Lesetext »
____

Glaswelt – Wie ist die Stimmung bei Ihren Verarbeitern?
Dr. Peter Mrosik – Die Stimmung ist in Zentraleuropa sehr gut – wir sind hervorragend ins neue Jahr gestartet. Die Wettersituation in Deutschland ist ja eher zu kalt, aber dennoch sind die Erwartungen übererfüllt worden.
Glaswelt – Generell ist es nach Ihren fulminanten Messeauftritten etwas ruhiger geworden um profine – wie lässt sich das bewerten?
Dr. Mrosik – Wir haben im Laufe der letzten Jahre einige signifikante Investitionen vollzogen, die zur Marktreife gelangt sind: Das 76er System 2014 und das 88er System im letzten Jahr. Dazu haben wir noch die Farbwelten rund um ProCoverTec und die beiden Hebe-Schiebe-Türen in den jeweiligen Profiltiefen eingeführt. Das ist in sich jetzt eine schlüssige Produktstrategie, sowohl was das Thema Farbe als auch die Bautiefen angeht. Aber mit der Markteinführung beginnt erst die vertriebliche Arbeit, die nicht nur die Bestandskunden betrifft. Auch potenzielle Neukunden überzeugen wir von den Vorteilen unserer Produktpalette. Das ist uns im letzten Jahr gut gelungen und die Effekte werden wir in den Folgejahren sehen. Damit sind wir zurück auf der Bildfläche als Innovationsführer und wir setzen Akzente im Produktbereich.
Glaswelt – Konnten Sie de facto Verarbeiter umstellen, die vorher ein anderes Profilsystem bezogen haben?

____

Datensatz »
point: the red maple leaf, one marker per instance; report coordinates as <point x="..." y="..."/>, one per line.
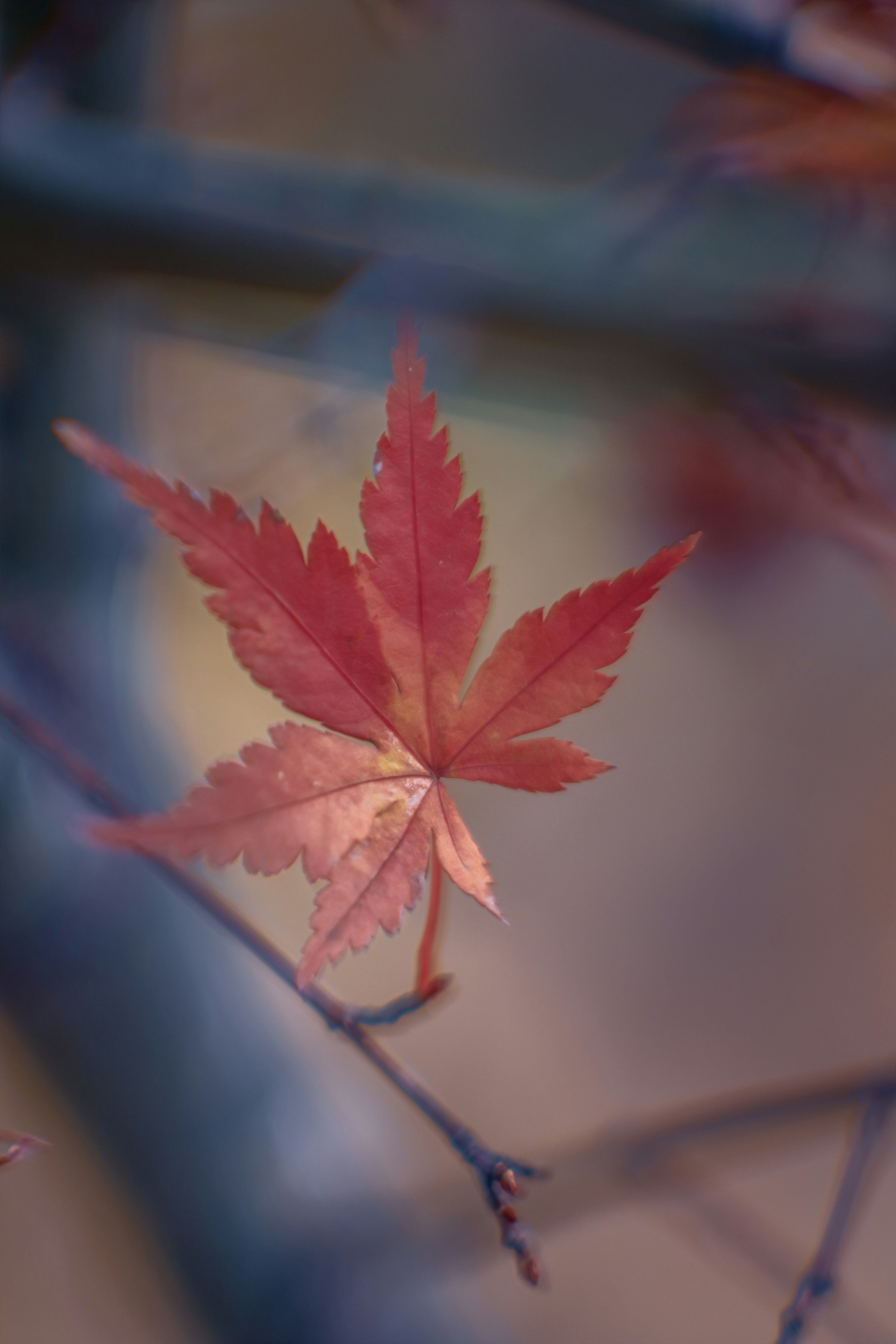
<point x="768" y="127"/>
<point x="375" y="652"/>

____

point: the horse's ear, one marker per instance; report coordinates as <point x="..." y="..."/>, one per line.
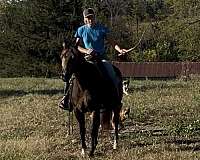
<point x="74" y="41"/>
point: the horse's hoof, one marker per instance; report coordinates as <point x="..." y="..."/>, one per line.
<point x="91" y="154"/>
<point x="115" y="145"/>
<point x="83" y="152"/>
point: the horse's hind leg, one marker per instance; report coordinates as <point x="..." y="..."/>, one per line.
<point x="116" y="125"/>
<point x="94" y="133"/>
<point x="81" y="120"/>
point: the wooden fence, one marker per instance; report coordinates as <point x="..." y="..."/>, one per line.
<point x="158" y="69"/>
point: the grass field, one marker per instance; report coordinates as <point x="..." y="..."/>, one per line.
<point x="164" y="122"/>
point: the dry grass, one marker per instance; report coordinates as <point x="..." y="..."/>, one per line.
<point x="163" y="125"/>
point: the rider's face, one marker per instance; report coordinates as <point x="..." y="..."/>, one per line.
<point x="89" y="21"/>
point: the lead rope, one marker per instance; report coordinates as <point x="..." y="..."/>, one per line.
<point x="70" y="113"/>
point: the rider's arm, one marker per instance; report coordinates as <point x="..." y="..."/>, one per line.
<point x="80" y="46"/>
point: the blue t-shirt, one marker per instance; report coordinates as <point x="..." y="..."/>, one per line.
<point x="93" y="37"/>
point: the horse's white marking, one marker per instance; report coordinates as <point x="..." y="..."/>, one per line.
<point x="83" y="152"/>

____

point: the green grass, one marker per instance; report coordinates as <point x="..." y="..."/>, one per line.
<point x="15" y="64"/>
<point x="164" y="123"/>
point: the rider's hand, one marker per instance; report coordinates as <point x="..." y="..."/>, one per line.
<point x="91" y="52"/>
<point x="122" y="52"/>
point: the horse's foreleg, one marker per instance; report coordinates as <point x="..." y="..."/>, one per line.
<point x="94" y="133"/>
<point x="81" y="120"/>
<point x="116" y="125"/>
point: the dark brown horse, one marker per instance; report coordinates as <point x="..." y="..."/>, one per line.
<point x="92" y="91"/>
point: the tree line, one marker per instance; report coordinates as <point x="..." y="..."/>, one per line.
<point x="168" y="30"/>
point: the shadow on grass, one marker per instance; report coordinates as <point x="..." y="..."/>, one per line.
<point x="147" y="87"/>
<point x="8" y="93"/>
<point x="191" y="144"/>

____

Aufgabenziel »
Geben Sie den Abschnitt aus dem Interview wortgetreu aus, der mit den Worten „Dr. Mrosik –“ einsetzt und nach „Akzente im Produktbereich.“ endet.

Lösungsteil »
Dr. Mrosik – Wir haben im Laufe der letzten Jahre einige signifikante Investitionen vollzogen, die zur Marktreife gelangt sind: Das 76er System 2014 und das 88er System im letzten Jahr. Dazu haben wir noch die Farbwelten rund um ProCoverTec und die beiden Hebe-Schiebe-Türen in den jeweiligen Profiltiefen eingeführt. Das ist in sich jetzt eine schlüssige Produktstrategie, sowohl was das Thema Farbe als auch die Bautiefen angeht. Aber mit der Markteinführung beginnt erst die vertriebliche Arbeit, die nicht nur die Bestandskunden betrifft. Auch potenzielle Neukunden überzeugen wir von den Vorteilen unserer Produktpalette. Das ist uns im letzten Jahr gut gelungen und die Effekte werden wir in den Folgejahren sehen. Damit sind wir zurück auf der Bildfläche als Innovationsführer und wir setzen Akzente im Produktbereich.